* _Request_
Put the records from the line with "For each instance of the sea, set" through the end of the records into a two-column CSV headed task and answer. Give one row per record, with its wording and its answer each in a single quoted field and line breaks changed to spaces.

* _Dataset records_

** Begin **

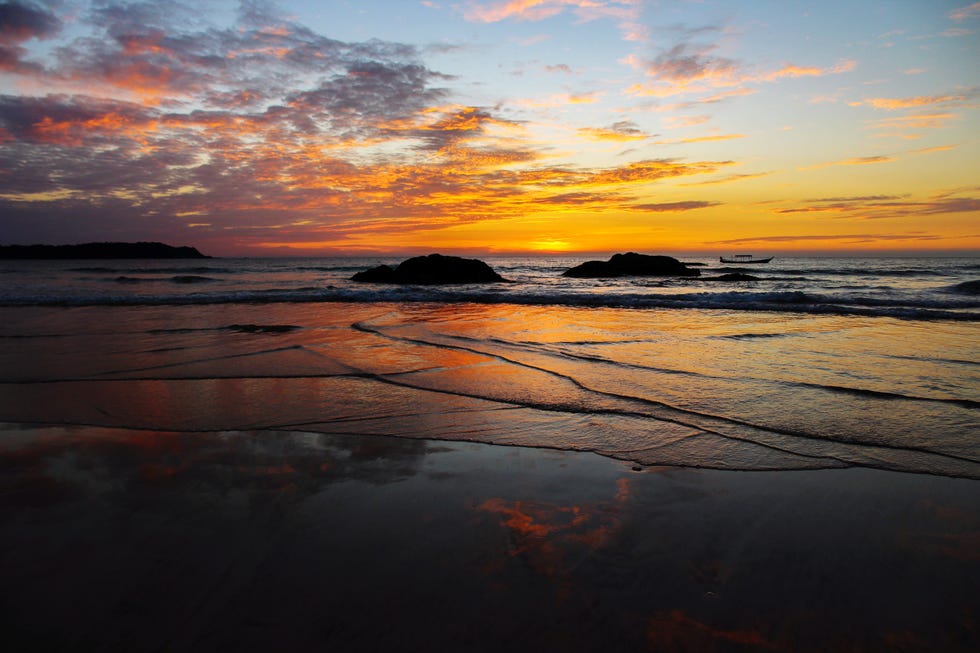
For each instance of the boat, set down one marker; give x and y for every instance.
(744, 259)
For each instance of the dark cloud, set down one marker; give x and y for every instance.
(264, 132)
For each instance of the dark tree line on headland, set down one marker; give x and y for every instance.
(98, 250)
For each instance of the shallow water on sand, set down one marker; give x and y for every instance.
(702, 388)
(135, 540)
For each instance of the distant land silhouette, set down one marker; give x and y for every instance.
(98, 250)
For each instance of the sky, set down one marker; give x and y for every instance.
(354, 127)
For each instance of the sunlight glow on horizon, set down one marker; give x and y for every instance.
(540, 126)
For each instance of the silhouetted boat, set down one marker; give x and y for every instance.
(744, 259)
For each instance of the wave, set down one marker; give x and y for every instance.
(239, 328)
(971, 288)
(158, 270)
(776, 301)
(191, 278)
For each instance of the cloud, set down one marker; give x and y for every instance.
(695, 68)
(664, 207)
(891, 104)
(560, 100)
(965, 13)
(624, 130)
(728, 179)
(848, 238)
(266, 133)
(853, 161)
(876, 207)
(906, 126)
(702, 139)
(534, 10)
(22, 21)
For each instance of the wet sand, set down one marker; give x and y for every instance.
(115, 539)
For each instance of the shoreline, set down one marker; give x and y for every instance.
(256, 539)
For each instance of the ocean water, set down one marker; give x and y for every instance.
(819, 363)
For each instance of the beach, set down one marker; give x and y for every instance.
(257, 540)
(194, 473)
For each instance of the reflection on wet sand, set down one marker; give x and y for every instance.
(114, 539)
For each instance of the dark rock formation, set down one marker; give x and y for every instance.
(431, 270)
(632, 265)
(98, 250)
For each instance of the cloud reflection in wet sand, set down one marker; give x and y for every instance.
(256, 539)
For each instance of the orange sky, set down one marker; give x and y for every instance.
(493, 127)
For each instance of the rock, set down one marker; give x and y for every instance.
(431, 270)
(632, 265)
(98, 251)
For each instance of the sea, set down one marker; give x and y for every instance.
(814, 363)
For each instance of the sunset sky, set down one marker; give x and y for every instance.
(492, 126)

** End **

* _Expected answer_
task,answer
"For each instance of the sea, set down one marker; give x and y for every instance.","(814, 363)"
"For each instance of the sunset sky, set down one marker; give x and y for every instance.","(492, 126)"